Extract to read:

Now, we can compare this with what has happened to American film with the collapse of the studio mode of production and the emergence of independent films or simply of a package system where each film is conceived on its own terms. There is much more room for stylistic innovation, much greater diversity, and more opportunities for distinctive artists to do their own kind of work. Yet, there are a great number of bad films made - maybe not in a technical sense, since the technical standards have continued to rise over all, but in terms of the quality of the scripts and performances, certainly. So, the floor dropped and the ceiling rose. Right now, we need to develop at least some greater space for independent or creator-controlled game projects which will bring about greater innovation, expression, and diversity. And we need to create more space at the center of the games industry for at least the best designers to do work that is uniquely their own.

GS: Games are increasingly being regarded as teaching tools. Does the label of 'learning tool' offer video games an opportunity to clean up their act in the eyes of mainstream culture?

HJ: Right now, if we look at the way the games industry defends itself against its critics, it's core argument seems to be "hey, we're not as bad as you think we are." All of the energy, by and large, gets spent arguing a negative - trying to prove that games do not cause real world violence -- and very little time gets spent making an affirmative case for games - that the world is a better place because we have games in it. There are plenty of very good reasons why we should be promoting the educational value of games - after all, they are the preferred medium for the current generation that is working their way through schools; there is more and more compelling research showing the pedagogical value of many different aspects of current game designs. By now, we can all make the argument but so far, the games industry is running scared of the L Word.


Civilization IV

But your question here cuts to one of the two key rationales for why the industry should care about the education and games debate. The first is that educational video games sell. When people ask me these days for examples of serious games? I usually point to Sim City, The Sims, Civilization, Age of Empires, Railroad Tycoon, Flight Simulators - a list which includes some of the top selling games of all time. Look at that list and you can see that nonfictional works - games that model real world processes - perform as well or better in games than they do in any other commercial medium. Second, helping to support the educational value of games may be the single best PR move which the games industry could take in light of the public's continued linking of games to school violence. That's a purely cynical rationale, I suppose, but if that's what it takes to get game companies over the hump in this space, so be it.

From the 1920s on, Hollywood recognized that school based outreach was key to overcoming its own negative public perception problem. They began to produce a certain number of films which were going to be valuable for schools - documentaries, adaptations of literary classics, historical dramas - and developing teacher's guides and supporting materials around them. They gave teachers the tools they needed to incorporate those films into their classes; they offered discounted tickets for school field trips; they talked at educational conferences. They courted the schools as a major market for their films once their commercial run was over.

These are the kinds of things that the games industry should be doing as well - to help people to recognize the pedagogical value of the games they are already producing. So far, with the exception of the work Firaxis has done around its Civilization franchise, I see very little effort by game companies to support the pedagogical uses of their titles. Surely this is an important first step towards getting greater social recognition of the value of game play.

Instructions to follow:
Answer these from the interview on games and learning above:
1. In the comparison with American film, what happened to the floor and to the ceiling?
2. From what decade on did Hollywood see school outreach as key to fixing its poor public image?
3. Which game company's work is named as the exception to the lack of support for teaching uses, and for which series?

Recorded data:

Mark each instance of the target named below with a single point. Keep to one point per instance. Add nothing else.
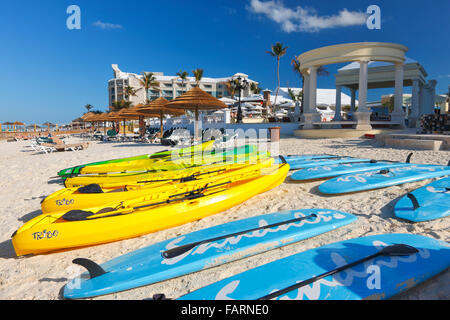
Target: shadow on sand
(7, 250)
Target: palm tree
(230, 86)
(89, 107)
(198, 74)
(183, 76)
(277, 51)
(254, 87)
(296, 67)
(121, 104)
(129, 92)
(149, 82)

Exercise result:
1. The floor dropped and the ceiling rose.
2. The 1920s.
3. Firaxis, for its Civilization franchise.